- **Requirement**
Please decide whether each statement below agrees with the Oakville excerpt, answering yes or no and quoting the deciding words of the text. (a) Oakville has been Canada's safest community for close to ten years. (b) The draft Community Safety and Well-Being Plan came from the work of the Halton Police alone. (c) The new downtown cultural hub facilities are set to open no later than 2030.

- **Selected excerpt**
******

The MDC and Oakville Enterprises will make possible the new funding we could use to carry the costs of our plan for an innovative world-class Downtown Cultural Hub.

Our Downtown Cultural Hub will make our downtown the best downtown village business district in Canada.

Because of the MDC, I am announcing my personal commitment to seeing the new downtown cultural hub facilities open and energizing our downtown no later than 2026.


Past Chair Aby Alameddine, & Oakville Mayor Rob Burton Photo: Janet Bedford

LIVABILITY IS OUR COMPETITIVE ADVANTAGE
The foundation of Oakville’s economy is our livability. We’re committed to keeping Oakville the safest, healthiest, most livable community we can. That’s where you – as business leaders – can help us as well. You have a stake in the continued health and safety of the community you do business in. You should be involved in that work.

For coming on ten years, we have been Canada’s safest community. This doesn’t mean we have no problems.

It doesn’t mean we can’t work harder to make our community even safer and healthier. And now we have a draft plan to do that.

I’m pleased to 6announce our draft Community Safety and Well-Being Plan is now public.

The plan is the result of groundbreaking work by the Halton Police, the Halton Health and Social Services Commissions and many helping agencies. This is a plan to help break the cycle of crime, improve lives and ensure everyone has a stake in our success.

I want you to consider this your personal invitation to engage in the public consultation and review of this plan.

If you share the idea that government should run like a business, here’s an opportunity for you to help share your business experience with your local government.

Successful business leaders recognize the importance of economic inclusion and participation. They know it’s bad for business when our economy leaves behind members of our society.

We are fortunate to have the business and community-building leadership we enjoy from residents like Ian and June Cockwell. Anyone who had made the contribution they and their foundation made to our new hospital might have felt they’d done their bit for Oakville.

Instead, June Cockwell turned up her efforts for Oakville and economic inclusion. She and her impressive colleagues are promoting four new concepts to enhance our community’s economic participation and inclusion.

******

(Region pointing data)
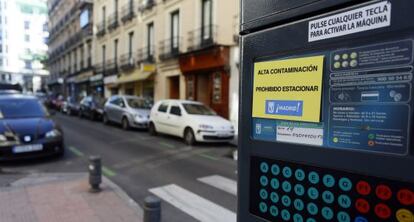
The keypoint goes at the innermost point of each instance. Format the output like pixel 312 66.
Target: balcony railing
pixel 128 12
pixel 146 55
pixel 170 48
pixel 127 61
pixel 113 21
pixel 202 38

******

- **Task solution**
(a) Yes: "For coming on ten years, we have been Canada’s safest community."
(b) No: "The plan is the result of groundbreaking work by the Halton Police, the Halton Health and Social Services Commissions and many helping agencies."
(c) No: "I am announcing my personal commitment to seeing the new downtown cultural hub facilities open and energizing our downtown no later than 2026."